- EXERCISE OBJECTIVE:
Extract, verbatim, all lines starting at the one containing "positive clicks: (199, 59)" and ending with the final line of the listing, and no others.

- INPUT FOR THIS TASK:
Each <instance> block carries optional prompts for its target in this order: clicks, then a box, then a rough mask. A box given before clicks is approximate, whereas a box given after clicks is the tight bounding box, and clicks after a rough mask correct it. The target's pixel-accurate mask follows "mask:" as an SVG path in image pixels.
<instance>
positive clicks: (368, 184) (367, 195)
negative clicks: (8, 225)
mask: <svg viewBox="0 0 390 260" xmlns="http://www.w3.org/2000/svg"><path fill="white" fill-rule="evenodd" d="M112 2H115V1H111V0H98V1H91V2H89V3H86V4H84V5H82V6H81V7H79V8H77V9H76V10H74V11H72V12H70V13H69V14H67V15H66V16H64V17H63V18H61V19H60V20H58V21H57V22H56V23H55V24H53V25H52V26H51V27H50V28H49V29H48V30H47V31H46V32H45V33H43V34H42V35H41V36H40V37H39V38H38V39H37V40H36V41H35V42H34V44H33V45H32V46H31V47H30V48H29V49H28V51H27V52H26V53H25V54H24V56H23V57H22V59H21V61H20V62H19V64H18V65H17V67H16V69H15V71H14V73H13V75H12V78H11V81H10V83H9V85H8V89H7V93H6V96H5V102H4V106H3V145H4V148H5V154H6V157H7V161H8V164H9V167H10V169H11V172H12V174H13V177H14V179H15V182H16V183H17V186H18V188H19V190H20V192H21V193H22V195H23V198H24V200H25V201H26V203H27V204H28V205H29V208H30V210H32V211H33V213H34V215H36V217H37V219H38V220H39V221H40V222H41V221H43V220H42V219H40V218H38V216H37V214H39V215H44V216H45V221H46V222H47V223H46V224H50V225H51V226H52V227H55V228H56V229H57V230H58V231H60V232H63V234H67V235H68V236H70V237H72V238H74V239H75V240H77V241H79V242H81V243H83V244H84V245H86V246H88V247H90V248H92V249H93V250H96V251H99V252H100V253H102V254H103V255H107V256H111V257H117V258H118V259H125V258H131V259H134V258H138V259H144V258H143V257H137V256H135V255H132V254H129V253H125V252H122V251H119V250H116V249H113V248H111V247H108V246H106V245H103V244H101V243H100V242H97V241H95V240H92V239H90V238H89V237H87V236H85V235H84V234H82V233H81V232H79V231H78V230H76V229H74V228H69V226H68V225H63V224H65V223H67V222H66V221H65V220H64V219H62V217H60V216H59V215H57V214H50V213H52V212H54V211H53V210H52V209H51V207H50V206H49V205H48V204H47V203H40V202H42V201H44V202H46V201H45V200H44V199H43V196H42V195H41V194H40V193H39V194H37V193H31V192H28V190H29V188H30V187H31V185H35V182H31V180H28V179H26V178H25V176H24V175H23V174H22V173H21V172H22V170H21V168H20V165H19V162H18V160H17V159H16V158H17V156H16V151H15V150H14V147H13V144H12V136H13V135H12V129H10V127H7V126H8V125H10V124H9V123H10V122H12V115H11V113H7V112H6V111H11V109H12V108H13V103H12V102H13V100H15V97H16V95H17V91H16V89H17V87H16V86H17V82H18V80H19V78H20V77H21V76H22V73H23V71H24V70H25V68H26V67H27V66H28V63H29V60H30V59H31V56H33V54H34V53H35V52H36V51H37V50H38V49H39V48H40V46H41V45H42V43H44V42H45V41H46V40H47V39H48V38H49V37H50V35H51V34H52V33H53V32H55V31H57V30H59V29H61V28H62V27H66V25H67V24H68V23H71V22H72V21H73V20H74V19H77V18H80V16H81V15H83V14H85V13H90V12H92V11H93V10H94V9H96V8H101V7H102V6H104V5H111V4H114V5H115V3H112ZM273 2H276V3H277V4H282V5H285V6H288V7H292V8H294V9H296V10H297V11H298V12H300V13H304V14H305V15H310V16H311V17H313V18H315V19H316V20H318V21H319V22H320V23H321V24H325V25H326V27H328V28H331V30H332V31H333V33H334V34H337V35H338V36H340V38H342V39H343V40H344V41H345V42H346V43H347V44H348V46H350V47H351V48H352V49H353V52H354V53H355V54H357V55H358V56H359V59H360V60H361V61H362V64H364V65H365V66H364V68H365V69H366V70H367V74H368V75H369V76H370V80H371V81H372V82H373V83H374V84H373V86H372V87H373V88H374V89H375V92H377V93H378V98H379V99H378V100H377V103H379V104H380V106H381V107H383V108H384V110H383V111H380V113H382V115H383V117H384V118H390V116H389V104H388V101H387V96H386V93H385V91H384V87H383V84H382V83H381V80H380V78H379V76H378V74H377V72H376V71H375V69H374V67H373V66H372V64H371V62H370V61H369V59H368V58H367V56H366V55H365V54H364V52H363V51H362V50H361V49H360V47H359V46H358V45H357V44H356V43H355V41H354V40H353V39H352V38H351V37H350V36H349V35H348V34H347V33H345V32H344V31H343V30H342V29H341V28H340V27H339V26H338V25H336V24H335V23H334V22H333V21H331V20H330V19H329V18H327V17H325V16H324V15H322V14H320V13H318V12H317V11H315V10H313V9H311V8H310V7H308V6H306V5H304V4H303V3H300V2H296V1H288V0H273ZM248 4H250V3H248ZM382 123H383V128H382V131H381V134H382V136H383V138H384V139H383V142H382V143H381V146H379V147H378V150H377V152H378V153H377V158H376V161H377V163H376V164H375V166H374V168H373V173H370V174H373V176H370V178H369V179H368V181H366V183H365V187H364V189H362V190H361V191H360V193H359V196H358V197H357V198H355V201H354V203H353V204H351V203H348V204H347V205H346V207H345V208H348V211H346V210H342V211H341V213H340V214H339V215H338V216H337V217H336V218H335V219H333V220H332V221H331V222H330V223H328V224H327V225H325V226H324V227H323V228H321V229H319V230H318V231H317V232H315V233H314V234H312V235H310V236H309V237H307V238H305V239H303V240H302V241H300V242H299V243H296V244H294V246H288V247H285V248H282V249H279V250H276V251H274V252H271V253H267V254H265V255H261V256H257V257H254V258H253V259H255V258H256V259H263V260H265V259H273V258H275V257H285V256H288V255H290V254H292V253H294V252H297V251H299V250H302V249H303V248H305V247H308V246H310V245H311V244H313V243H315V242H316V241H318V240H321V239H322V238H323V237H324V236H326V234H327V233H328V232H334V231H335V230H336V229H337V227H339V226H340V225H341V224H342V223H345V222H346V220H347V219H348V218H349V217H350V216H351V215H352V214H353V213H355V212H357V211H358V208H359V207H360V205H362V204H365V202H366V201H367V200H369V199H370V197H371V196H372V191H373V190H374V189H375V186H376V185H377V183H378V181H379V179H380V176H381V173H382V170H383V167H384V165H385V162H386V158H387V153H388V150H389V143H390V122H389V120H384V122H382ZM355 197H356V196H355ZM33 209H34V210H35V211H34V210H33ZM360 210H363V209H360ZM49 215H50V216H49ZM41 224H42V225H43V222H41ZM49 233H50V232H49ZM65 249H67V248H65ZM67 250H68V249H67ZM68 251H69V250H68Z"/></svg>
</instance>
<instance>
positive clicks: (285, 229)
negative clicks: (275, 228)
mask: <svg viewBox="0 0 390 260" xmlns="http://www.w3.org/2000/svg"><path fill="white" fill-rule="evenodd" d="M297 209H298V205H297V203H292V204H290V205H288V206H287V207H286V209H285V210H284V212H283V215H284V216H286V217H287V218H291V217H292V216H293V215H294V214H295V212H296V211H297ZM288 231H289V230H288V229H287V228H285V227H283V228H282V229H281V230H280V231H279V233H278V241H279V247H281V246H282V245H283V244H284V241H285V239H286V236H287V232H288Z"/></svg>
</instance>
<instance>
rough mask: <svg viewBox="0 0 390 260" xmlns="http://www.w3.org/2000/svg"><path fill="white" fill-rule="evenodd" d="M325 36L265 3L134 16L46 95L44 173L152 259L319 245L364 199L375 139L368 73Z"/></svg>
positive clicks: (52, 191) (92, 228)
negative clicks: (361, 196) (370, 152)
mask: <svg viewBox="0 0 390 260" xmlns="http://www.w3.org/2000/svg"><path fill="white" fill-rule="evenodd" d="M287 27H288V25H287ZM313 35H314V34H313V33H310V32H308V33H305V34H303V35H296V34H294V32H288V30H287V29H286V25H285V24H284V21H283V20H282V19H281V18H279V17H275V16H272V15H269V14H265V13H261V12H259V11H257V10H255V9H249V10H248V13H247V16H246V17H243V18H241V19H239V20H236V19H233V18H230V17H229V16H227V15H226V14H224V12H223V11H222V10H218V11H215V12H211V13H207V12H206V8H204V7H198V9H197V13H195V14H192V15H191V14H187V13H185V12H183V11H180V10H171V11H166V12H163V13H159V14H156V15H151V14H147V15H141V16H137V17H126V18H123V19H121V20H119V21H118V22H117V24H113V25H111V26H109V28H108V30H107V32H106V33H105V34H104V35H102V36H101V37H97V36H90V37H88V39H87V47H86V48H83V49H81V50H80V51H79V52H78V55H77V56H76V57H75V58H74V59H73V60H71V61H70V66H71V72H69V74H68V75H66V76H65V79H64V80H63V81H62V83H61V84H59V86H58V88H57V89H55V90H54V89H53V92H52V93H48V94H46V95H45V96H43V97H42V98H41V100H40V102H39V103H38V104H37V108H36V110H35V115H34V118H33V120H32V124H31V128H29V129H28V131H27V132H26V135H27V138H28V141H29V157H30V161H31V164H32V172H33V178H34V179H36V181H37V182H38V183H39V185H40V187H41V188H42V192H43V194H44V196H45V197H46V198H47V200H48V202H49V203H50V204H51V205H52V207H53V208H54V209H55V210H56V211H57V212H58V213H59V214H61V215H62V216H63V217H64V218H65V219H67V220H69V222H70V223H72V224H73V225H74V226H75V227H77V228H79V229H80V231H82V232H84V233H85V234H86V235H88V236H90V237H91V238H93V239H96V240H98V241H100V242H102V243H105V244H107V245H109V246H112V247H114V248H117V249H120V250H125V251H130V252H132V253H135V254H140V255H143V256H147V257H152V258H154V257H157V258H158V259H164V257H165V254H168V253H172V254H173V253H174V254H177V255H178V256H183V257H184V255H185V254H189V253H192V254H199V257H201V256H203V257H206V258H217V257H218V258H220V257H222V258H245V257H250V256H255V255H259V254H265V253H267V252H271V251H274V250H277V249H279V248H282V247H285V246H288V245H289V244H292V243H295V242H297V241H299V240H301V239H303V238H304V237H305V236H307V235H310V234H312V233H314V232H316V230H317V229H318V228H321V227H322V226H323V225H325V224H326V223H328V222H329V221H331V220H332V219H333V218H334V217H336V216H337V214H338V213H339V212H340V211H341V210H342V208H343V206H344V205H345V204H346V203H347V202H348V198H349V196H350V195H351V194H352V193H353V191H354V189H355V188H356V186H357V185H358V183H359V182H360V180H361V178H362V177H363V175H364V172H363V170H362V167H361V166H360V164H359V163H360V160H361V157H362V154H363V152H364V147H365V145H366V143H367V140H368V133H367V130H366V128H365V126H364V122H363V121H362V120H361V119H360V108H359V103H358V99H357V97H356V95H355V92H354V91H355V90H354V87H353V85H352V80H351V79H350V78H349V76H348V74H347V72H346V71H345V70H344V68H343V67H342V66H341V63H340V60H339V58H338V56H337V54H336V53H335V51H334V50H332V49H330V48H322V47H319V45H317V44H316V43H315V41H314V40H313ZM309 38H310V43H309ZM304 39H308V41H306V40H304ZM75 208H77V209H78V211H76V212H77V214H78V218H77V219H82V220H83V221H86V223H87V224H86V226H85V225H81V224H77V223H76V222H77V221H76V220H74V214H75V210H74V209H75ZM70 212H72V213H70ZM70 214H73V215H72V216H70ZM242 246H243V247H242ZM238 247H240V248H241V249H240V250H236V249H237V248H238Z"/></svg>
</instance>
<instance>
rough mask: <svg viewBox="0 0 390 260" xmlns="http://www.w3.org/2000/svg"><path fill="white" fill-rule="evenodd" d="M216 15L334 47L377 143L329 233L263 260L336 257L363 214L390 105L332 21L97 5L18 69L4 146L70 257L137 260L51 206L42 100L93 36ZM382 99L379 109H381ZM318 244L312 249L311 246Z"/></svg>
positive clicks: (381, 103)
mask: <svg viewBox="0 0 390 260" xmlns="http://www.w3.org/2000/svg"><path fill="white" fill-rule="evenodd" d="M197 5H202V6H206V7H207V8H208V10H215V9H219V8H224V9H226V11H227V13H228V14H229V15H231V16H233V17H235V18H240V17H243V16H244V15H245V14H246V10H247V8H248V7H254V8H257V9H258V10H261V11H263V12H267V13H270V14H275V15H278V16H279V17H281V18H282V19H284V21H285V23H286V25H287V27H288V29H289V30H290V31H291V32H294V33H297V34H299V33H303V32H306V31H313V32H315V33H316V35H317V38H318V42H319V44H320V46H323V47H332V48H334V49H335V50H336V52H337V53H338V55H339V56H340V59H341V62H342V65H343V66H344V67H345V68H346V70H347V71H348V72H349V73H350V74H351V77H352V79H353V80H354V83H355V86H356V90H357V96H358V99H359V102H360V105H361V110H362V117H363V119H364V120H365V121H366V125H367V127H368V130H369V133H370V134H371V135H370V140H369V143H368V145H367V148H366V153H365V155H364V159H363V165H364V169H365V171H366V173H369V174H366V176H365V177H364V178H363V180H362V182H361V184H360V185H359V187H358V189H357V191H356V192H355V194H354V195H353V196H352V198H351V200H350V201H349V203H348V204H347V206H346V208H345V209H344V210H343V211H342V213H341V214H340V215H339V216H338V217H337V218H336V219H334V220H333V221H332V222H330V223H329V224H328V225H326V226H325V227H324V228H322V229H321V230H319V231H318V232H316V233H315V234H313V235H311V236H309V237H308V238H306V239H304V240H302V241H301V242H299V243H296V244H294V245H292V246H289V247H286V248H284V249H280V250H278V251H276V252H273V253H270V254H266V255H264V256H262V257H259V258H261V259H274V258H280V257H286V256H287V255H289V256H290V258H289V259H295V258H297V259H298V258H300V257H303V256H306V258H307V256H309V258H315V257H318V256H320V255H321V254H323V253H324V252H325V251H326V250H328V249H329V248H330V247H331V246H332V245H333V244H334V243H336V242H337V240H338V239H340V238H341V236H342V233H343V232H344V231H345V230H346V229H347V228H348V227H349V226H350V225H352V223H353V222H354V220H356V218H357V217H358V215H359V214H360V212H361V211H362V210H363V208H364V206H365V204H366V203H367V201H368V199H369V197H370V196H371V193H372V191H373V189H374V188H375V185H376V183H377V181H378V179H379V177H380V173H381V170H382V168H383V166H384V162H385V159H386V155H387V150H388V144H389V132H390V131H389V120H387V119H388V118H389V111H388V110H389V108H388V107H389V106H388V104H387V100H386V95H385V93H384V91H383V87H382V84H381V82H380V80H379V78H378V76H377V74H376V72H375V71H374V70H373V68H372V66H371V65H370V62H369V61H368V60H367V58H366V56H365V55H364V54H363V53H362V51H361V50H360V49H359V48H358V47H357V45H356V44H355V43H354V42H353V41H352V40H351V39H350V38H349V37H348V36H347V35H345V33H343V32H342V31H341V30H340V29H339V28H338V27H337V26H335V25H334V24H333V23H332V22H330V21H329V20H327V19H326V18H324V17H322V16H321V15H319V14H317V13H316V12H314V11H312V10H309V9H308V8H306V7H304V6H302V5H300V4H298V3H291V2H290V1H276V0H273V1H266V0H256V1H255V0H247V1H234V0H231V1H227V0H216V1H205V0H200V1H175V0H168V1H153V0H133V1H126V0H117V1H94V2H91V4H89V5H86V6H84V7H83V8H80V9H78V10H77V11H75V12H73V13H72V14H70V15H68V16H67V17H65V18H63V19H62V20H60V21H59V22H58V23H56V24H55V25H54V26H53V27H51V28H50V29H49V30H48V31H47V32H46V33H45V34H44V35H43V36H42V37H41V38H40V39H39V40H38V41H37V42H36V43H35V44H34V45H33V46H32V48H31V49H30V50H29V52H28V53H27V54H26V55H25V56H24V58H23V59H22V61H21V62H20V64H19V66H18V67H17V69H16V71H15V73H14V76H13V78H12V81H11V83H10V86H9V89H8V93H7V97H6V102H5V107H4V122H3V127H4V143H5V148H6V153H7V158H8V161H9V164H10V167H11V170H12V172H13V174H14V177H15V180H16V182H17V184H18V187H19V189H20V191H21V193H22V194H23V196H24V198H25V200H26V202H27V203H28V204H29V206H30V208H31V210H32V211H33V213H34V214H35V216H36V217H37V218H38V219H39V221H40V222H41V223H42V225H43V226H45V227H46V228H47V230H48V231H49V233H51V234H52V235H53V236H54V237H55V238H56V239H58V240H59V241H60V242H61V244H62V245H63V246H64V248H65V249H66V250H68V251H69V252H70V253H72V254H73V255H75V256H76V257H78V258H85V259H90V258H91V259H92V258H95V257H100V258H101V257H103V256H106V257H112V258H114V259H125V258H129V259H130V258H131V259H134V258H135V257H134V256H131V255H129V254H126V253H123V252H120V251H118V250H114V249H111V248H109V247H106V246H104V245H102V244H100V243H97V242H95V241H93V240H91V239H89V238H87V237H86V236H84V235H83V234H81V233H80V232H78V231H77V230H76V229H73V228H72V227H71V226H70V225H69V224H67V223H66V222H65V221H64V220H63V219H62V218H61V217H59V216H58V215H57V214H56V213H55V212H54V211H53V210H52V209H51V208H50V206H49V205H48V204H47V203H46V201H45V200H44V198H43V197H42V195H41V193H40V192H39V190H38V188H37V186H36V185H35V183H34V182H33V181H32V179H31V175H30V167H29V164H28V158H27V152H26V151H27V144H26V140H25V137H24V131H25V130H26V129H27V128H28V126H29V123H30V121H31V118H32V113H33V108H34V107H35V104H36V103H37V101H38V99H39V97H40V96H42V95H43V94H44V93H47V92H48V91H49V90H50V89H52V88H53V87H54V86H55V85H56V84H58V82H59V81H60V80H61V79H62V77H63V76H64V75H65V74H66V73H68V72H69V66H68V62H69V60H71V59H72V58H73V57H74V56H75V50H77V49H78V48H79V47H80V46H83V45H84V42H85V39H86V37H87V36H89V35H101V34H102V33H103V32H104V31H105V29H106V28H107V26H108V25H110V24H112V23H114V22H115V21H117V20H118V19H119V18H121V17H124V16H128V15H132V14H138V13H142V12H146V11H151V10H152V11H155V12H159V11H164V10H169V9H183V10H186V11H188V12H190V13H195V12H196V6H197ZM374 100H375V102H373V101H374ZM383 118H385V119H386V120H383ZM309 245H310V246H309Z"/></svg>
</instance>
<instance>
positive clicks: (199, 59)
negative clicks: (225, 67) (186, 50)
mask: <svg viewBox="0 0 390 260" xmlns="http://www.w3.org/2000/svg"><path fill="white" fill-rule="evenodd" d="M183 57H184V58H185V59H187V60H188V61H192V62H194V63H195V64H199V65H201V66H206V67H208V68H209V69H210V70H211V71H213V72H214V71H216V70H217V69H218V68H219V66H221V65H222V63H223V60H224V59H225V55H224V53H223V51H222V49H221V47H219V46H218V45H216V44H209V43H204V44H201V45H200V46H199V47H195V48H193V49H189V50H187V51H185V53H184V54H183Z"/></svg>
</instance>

- WRITTEN RESPONSE:
positive clicks: (199, 59)
negative clicks: (225, 67) (186, 50)
mask: <svg viewBox="0 0 390 260" xmlns="http://www.w3.org/2000/svg"><path fill="white" fill-rule="evenodd" d="M183 57H184V58H185V59H187V60H188V61H192V62H194V63H195V64H199V65H201V66H206V67H208V68H209V69H210V70H211V71H213V72H214V71H216V70H217V69H218V68H219V66H221V65H222V63H223V60H224V59H225V55H224V53H223V51H222V49H221V47H219V46H218V45H216V44H209V43H204V44H201V45H200V46H199V47H195V48H193V49H189V50H187V51H185V53H184V54H183Z"/></svg>
</instance>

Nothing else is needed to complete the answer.